● Exercise goal:
Word for word, repeat each line of the listing below.

[Start of Attachment]

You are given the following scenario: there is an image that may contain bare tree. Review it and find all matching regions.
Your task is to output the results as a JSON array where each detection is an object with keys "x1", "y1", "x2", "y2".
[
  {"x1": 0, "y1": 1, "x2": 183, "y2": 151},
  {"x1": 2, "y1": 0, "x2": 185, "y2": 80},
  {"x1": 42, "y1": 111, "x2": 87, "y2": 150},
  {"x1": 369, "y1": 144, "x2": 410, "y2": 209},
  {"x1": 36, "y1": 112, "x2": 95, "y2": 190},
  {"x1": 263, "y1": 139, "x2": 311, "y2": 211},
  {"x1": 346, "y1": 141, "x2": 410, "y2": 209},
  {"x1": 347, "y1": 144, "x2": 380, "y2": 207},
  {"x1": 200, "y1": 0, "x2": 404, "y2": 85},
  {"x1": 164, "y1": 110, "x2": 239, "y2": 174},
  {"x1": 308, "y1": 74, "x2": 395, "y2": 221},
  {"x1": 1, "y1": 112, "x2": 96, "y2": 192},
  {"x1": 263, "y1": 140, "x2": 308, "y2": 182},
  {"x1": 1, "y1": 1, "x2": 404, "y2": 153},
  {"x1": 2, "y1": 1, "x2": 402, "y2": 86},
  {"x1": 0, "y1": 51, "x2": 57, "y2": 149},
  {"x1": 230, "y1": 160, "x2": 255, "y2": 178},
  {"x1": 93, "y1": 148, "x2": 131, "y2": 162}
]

[End of Attachment]

● Task answer:
You are given the following scenario: there is an image that may contain bare tree. Review it and find all matching regions.
Your task is to output the results as a JSON array where each detection is an object with keys "x1", "y1", "x2", "y2".
[
  {"x1": 0, "y1": 1, "x2": 183, "y2": 151},
  {"x1": 2, "y1": 0, "x2": 185, "y2": 80},
  {"x1": 42, "y1": 111, "x2": 87, "y2": 150},
  {"x1": 369, "y1": 144, "x2": 410, "y2": 209},
  {"x1": 36, "y1": 112, "x2": 95, "y2": 190},
  {"x1": 263, "y1": 139, "x2": 311, "y2": 211},
  {"x1": 346, "y1": 141, "x2": 410, "y2": 209},
  {"x1": 347, "y1": 144, "x2": 380, "y2": 207},
  {"x1": 200, "y1": 0, "x2": 404, "y2": 85},
  {"x1": 164, "y1": 110, "x2": 239, "y2": 174},
  {"x1": 308, "y1": 74, "x2": 395, "y2": 221},
  {"x1": 1, "y1": 112, "x2": 96, "y2": 192},
  {"x1": 263, "y1": 140, "x2": 308, "y2": 182},
  {"x1": 1, "y1": 1, "x2": 404, "y2": 153},
  {"x1": 2, "y1": 1, "x2": 402, "y2": 86},
  {"x1": 0, "y1": 51, "x2": 57, "y2": 149},
  {"x1": 230, "y1": 160, "x2": 255, "y2": 178},
  {"x1": 93, "y1": 148, "x2": 131, "y2": 162}
]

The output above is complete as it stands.